◆ **Exercise goal**
The lines to be copied run from the one containing "Annotation guideline: every instance of the white delivery" to the end of the material below; reproduce them exactly, including both ends, and nothing more.
- - -
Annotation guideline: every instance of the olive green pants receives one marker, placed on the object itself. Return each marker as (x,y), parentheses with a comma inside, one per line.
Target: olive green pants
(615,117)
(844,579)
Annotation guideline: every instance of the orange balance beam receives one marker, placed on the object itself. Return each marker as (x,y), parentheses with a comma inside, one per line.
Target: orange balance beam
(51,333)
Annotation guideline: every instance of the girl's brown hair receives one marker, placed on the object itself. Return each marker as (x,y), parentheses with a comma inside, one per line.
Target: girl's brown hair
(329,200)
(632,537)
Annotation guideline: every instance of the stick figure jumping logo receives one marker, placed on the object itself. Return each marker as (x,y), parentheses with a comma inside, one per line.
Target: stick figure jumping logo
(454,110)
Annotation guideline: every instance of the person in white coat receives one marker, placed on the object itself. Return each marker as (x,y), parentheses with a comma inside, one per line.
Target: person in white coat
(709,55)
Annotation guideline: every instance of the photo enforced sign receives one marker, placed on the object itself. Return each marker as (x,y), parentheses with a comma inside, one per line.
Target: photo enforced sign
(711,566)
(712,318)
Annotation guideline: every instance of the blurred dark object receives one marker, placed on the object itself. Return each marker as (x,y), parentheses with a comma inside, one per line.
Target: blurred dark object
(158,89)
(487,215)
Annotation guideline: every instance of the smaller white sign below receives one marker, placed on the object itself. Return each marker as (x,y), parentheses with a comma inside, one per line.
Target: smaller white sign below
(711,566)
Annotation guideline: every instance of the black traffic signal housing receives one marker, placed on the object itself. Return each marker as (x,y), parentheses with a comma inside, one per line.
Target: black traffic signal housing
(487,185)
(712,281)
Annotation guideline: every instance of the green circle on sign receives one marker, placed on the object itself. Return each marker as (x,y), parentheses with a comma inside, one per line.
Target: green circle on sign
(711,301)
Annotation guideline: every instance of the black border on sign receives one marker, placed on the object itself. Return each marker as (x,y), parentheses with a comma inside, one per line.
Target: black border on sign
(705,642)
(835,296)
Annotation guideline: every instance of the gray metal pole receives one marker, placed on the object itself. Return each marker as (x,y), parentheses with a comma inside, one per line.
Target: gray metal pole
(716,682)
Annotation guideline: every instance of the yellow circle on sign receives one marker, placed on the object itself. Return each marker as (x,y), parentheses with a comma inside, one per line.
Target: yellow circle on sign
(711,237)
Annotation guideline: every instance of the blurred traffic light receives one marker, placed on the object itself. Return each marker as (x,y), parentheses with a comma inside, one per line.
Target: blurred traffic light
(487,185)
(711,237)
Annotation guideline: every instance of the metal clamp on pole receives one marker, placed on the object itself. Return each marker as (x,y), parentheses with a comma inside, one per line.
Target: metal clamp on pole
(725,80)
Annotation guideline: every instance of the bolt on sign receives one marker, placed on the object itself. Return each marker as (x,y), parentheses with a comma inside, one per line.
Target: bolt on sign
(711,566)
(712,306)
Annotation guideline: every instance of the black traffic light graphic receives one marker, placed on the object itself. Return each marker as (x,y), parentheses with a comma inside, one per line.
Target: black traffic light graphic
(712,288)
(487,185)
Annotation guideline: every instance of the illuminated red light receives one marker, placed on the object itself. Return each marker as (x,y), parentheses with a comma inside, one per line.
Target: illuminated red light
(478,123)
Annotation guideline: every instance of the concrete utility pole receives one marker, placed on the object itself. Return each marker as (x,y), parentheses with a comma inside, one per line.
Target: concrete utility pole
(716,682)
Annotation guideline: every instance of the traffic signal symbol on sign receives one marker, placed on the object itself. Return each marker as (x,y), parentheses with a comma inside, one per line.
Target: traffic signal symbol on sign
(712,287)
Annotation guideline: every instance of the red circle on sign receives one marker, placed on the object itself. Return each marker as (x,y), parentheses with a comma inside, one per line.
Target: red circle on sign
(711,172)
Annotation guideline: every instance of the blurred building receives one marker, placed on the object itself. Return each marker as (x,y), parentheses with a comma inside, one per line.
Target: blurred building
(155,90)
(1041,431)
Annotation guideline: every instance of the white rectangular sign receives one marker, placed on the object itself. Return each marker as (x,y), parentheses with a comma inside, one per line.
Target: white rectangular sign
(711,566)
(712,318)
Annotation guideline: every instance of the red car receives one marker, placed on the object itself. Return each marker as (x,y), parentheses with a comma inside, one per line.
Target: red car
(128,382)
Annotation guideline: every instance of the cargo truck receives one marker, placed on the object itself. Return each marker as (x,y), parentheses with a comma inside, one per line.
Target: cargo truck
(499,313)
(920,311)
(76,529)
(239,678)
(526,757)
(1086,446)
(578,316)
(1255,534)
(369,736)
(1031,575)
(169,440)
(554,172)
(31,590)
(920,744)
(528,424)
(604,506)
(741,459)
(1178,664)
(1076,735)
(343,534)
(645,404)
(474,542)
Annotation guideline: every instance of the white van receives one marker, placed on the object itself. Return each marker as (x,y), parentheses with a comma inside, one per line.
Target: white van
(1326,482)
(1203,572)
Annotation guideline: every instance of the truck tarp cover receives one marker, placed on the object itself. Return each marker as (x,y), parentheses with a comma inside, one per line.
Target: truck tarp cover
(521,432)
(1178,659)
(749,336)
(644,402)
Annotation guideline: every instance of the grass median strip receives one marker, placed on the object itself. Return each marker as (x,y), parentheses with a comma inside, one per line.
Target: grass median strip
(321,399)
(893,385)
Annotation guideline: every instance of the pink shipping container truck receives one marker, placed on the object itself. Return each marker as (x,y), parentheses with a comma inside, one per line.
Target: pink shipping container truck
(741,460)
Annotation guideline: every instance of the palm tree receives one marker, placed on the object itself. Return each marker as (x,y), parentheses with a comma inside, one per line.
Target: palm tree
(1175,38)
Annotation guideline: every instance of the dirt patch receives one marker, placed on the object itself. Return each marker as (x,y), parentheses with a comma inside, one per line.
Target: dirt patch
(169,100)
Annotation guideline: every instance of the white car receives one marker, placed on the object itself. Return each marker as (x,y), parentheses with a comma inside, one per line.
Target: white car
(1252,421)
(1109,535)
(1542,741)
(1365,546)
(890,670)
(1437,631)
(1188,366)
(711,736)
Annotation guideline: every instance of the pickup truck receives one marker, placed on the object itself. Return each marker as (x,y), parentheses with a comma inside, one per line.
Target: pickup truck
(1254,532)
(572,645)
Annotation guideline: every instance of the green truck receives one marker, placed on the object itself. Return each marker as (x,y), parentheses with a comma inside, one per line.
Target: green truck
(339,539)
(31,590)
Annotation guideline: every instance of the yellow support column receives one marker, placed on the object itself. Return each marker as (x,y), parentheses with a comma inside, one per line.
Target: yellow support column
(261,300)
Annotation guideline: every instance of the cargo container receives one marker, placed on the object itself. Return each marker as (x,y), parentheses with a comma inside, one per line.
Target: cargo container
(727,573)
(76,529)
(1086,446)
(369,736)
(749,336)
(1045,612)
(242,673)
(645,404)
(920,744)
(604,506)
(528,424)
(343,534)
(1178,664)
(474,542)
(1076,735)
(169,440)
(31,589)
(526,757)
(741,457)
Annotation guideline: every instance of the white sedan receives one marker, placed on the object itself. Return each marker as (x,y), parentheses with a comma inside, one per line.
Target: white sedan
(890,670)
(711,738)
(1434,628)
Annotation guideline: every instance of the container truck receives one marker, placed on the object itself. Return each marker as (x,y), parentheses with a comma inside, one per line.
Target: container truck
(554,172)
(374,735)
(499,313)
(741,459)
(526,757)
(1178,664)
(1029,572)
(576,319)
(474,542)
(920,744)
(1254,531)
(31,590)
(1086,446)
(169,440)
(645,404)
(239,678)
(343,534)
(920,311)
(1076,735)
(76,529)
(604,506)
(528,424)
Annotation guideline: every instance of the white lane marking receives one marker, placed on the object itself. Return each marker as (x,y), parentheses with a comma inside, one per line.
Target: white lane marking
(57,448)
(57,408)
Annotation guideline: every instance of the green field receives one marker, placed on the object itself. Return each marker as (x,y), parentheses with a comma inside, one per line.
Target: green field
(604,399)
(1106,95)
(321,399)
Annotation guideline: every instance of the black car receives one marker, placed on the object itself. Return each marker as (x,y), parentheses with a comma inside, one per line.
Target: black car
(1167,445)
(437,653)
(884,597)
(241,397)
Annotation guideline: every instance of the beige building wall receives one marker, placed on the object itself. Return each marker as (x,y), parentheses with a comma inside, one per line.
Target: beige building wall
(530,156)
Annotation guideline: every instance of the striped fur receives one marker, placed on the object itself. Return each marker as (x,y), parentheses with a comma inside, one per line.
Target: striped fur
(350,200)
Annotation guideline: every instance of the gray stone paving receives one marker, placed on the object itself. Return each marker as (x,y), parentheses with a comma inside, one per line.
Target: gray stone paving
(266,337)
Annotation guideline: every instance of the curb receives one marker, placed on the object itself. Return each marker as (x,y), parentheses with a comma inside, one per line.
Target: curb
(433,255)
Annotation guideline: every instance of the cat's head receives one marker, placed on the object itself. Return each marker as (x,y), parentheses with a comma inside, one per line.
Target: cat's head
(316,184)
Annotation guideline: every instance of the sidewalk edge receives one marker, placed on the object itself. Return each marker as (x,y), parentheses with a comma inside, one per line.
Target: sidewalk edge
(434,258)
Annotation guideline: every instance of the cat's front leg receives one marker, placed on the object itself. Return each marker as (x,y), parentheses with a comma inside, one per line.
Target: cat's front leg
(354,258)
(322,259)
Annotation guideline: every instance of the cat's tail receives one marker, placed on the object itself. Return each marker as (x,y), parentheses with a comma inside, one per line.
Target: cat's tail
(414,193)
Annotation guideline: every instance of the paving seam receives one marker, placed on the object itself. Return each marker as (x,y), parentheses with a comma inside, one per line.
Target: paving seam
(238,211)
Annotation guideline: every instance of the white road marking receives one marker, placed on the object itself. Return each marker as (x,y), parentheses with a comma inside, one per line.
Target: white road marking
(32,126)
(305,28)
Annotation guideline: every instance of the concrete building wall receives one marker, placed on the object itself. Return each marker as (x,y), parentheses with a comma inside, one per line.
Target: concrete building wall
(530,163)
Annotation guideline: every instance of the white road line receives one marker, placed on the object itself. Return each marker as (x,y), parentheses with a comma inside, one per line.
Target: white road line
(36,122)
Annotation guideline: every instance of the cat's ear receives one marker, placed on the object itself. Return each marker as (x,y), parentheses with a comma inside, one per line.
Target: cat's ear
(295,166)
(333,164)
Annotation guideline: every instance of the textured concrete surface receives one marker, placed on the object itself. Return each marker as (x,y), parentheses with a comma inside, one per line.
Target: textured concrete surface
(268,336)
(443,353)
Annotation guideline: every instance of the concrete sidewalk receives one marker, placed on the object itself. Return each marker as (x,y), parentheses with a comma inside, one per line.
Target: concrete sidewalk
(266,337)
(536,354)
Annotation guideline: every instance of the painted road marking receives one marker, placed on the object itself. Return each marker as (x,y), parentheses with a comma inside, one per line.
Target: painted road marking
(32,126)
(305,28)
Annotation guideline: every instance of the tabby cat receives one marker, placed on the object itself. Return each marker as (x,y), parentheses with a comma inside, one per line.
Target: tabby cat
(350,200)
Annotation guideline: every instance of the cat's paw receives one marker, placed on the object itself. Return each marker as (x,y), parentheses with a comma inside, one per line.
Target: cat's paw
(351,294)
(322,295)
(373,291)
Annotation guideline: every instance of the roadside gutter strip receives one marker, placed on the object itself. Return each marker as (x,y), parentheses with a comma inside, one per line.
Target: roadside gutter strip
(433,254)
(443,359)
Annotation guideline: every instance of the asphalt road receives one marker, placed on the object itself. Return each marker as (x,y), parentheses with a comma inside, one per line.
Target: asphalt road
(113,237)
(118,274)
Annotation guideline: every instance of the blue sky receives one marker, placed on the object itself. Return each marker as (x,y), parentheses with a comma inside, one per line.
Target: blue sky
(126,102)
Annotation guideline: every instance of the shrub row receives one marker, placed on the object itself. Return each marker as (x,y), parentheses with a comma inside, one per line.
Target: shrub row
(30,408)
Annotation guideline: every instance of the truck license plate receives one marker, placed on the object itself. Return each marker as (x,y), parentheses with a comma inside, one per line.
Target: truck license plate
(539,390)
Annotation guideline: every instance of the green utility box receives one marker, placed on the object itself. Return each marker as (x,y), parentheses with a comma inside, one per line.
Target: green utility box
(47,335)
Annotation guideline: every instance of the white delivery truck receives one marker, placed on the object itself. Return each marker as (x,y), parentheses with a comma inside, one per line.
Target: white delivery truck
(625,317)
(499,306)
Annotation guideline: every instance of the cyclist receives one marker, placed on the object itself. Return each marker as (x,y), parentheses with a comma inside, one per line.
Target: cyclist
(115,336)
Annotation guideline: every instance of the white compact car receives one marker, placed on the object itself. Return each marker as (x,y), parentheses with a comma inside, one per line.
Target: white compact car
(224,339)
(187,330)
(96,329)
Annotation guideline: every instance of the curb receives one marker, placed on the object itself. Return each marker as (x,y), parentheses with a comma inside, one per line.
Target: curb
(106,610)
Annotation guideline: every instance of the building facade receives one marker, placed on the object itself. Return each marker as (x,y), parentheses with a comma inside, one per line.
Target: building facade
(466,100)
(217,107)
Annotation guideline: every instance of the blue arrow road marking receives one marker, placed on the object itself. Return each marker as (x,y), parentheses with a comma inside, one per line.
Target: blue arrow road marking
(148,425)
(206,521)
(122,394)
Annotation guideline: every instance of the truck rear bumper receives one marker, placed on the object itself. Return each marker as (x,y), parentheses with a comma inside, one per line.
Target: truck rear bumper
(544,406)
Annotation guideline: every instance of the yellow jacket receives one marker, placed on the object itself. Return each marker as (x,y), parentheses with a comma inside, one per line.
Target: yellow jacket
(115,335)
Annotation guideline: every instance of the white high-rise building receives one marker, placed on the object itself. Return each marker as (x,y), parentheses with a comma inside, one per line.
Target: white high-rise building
- - -
◆ **Problem solution**
Annotation guideline: every instance of the white delivery truck receives one marker, placed on the object itself. Return each marker as (x,y), parentheses with a comma inside, one per line.
Target: white delivery truck
(625,317)
(499,306)
Annotation guideline: every instance of the cyclist receives one marker, placed on the object itself. Return each marker as (x,y), parentheses with a comma inside, one per line.
Target: cyclist
(115,336)
Annotation guideline: every instance of the white compact car receives one marker, placed on the object itself. Return each marker as (x,y), parentheses with a comma inside, one per line.
Target: white compact car
(224,339)
(187,330)
(96,329)
Annotation guideline: every instance of the curb receives one marker, placed on the object itself. Return each marker as (x,y), parentheses with a comma inside, one per line.
Target: curb
(106,610)
Annotation guideline: every instance of the building facade receives one marker, placed on the object itself. Return each marker as (x,y), parentheses with a comma inside, one per line.
Target: building facade
(466,100)
(217,107)
Annotation guideline: every instance of the blue arrow road marking receives one marker, placed on the object itself. Return each marker as (x,y), parentheses with a comma inside, one per line.
Target: blue arrow road marking
(148,425)
(206,521)
(122,394)
Annotation guideline: every instance of the truck rear bumper receives one marker, placed on the object itself. Return each marker as (x,y), parentheses with a comma inside, one per line.
Target: truck rear bumper
(544,406)
Annotation guideline: every instance of the yellow jacket receives one marker, placed on the object itself. Return each marker as (x,y), parentheses with a comma inside, one per line.
Target: yellow jacket
(115,335)
Annotation guideline: every instance of the white high-rise building receives one marker, placed on the object itself. Return each marker as (x,y), parentheses with a comma inside, one per line.
Target: white high-rise building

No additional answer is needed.